◆ **Source excerpt**
◇ ◇ ◇ ◇

Tattooed Teardrops wins Top Fiction Book for Teens

A year ago, I was announcing to you that Ruby, Between the Cracks had won one of the 2015 Top Ten Best Books for Teens award put out by Library Services for Youth in Custody. Wow, how time flies! During the ensuing year, the committee requested copies of three of my books  for the 2016 award:

Tattooed Teardrops

June & Justin, Between the Cracks #2

Cynthia Has a Secret

And then the email arrived with regard to Tattooed Teardrops…

Your book won the award for top fiction title!  Congratulations!

tattooed mockup-1Yes, you read that right, first place winner! Fantastic. As I posted back when they confirmed that Tattooed Teardrops had been nominated, I felt that Tattooed Teardrops was an even better book and better contender for the award than Ruby, Between the Cracks, and it looks like the Committee agreed.

More about the award

In the Margins Book Award and Selection Committee, (ITM) a committee under the umbrella of Library Services for Youth in Custody (LYSC) strives to find the best books for teens living in poverty, on the streets, in custody—or a cycle of all three.  They identify quality, age-appropriate resources for librarians and library workers to share with the teens in urban, lockdown, homeless shelters and other non-traditional venues for teens living in the margins.

“This is our third year of highlighting self and small press published books that validate, illuminate and humanize those living in the margins. We bring true diversity to bookshelves and libraries by reading, reviewing, debating, soliciting teen feedback and awarding  honors for these titles,” says the Committee. “The majority of  our list may be unknown to you or have gotten little attention in traditional reviews, but are hits with our teens. This is  a statement for the need for more of us to look for and highlight diverse books.”

If you have contacts in your local library or junior high/high school, please make sure they see this list!

◇ ◇ ◇ ◇

◆ **Directive a**
Recast the records as a JSON list of strings, one string per line, omitting blank lines. Begin at the first line of the records and stop after the line that contains "(353, 1), (3, 1)]".

Labeling and segmentation records
◇ ◇ ◇ ◇

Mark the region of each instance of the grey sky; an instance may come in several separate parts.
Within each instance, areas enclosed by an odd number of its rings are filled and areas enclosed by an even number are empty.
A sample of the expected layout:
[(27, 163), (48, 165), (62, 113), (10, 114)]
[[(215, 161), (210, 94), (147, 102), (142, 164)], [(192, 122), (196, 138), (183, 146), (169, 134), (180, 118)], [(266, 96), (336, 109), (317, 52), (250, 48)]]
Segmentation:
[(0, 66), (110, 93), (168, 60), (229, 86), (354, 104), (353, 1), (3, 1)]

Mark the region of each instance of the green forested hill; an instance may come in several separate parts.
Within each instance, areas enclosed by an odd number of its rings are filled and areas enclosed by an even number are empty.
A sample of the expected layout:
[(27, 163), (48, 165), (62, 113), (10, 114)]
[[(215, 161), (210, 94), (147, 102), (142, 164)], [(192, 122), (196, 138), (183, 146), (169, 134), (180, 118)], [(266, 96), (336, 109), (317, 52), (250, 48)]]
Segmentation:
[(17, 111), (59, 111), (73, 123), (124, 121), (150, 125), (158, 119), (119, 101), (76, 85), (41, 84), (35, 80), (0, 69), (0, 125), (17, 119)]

◇ ◇ ◇ ◇

◆ **Directive b**
In the award announcement above, which books did the committee request copies of for the 2016 award?

◆ **Written reply a**
[
  "Mark the region of each instance of the grey sky; an instance may come in several separate parts.",
  "Within each instance, areas enclosed by an odd number of its rings are filled and areas enclosed by an even number are empty.",
  "A sample of the expected layout:",
  "[(27, 163), (48, 165), (62, 113), (10, 114)]",
  "[[(215, 161), (210, 94), (147, 102), (142, 164)], [(192, 122), (196, 138), (183, 146), (169, 134), (180, 118)], [(266, 96), (336, 109), (317, 52), (250, 48)]]",
  "Segmentation:",
  "[(0, 66), (110, 93), (168, 60), (229, 86), (354, 104), (353, 1), (3, 1)]"
]

◆ **Written reply b**
Tattooed Teardrops
June & Justin, Between the Cracks #2
Cynthia Has a Secret